Let's take an actual example. Suppose we wish to calculate $$I = \int_{0}^{1}x\,dx\tag{1}$$ As you can see the integral $I$ is easily evaluated with $I = 1/2$. Now let us put $x = u^{2} = g(u)$ in the above integral and the limits of integration will change to $u_{0} = 0, u_{1} = \pm 1$ and you wish to know which one of the values of $u_{1}$ is correct.
In order to answer this question recall the theorem for substitution in a definite integral
Theorem: If $g$ has a continuous derivative $g'$ in $[c, d]$ and $f$ is continuous on $g([c, d])$ then $$\int_{g(c)}^{g(d)}f(x)\,dx = \int_{c}^{d}f(g(u))g'(u)\,du\tag{2}$$
From the above theorem you can see that $c < d$ hence we need to choose $c = 0, d = 1$ so that $g(c) = 0, g(d) = 1$ and then $$I = \int_{0}^{1}x\,dx = \int_{0}^{1}u^{2}\cdot 2u\,du\tag{3}$$ Let us see what happens when we choose $d = -1$. In that case it is better to write $c = -1, d = 0$ (to ensure $c < d$). Now $g(u) = u^{2}$ is differentiable on $[c, d] = [-1, 0]$ and $g(c) = 1, g(d) = 0$ so it follows that $$\int_{1}^{0}x\,dx = \int_{g(d)}^{g(c)}f(x)\,dx = \int_{c}^{d}f(g(u))g'(u)\,du = \int_{-1}^{0}u^{2}\cdot 2u\,du\tag{4}$$ which is true as both sides evaluate to $-1/2$.
You need to use the theorem mentioned above very carefully and also ensure the conditions under which it works. Thus when you put $x = g(u)$ and wish to get limits $c, d$ for $u$ corresponding to $a, b$ for $x$ you must ensure that $c < d$ irrespective of the fact whether $a < b$ or not.
Further note that if reverse the limits of integration in $(4)$ then we again get $$I = \int_{0}^{1}x\,dx = \int_{0}^{-1}u^{2}\cdot 2u \,du$$ so that the restriction $c < d$ is not critical. What is critical is the continuity of derivative $g'(u)$ on interval containing $c, d$ and continuity of $f$ on $g([c, d])$ (or $g([d, c])$ as the case may be).

Data extract:
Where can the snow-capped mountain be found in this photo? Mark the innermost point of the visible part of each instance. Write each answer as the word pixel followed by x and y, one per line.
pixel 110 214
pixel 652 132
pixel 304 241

Written tasks:
**A)** Answer these questions using the passage on substitution in definite integrals.
(i) What value does the integral I evaluate to?
(ii) In equation (4), what do both sides evaluate to?
(iii) According to the final paragraph, what conditions are critical?
**B)** Reproduce the part of the passage on substitution in definite integrals that opens with the words containing "You need to" and closes with "case may be).".

Answers provided:
**A)**
(i) I = 1/2.
(ii) Both sides evaluate to −1/2.
(iii) The derivative g′(u) must be continuous on an interval containing c and d, and f must be continuous on g([c, d]) (or g([d, c]), as the case may be).

**B)**
You need to use the theorem mentioned above very carefully and also ensure the conditions under which it works. Thus when you put $x = g(u)$ and wish to get limits $c, d$ for $u$ corresponding to $a, b$ for $x$ you must ensure that $c < d$ irrespective of the fact whether $a < b$ or not.
Further note that if reverse the limits of integration in $(4)$ then we again get $$I = \int_{0}^{1}x\,dx = \int_{0}^{-1}u^{2}\cdot 2u \,du$$ so that the restriction $c < d$ is not critical. What is critical is the continuity of derivative $g'(u)$ on interval containing $c, d$ and continuity of $f$ on $g([c, d])$ (or $g([d, c])$ as the case may be).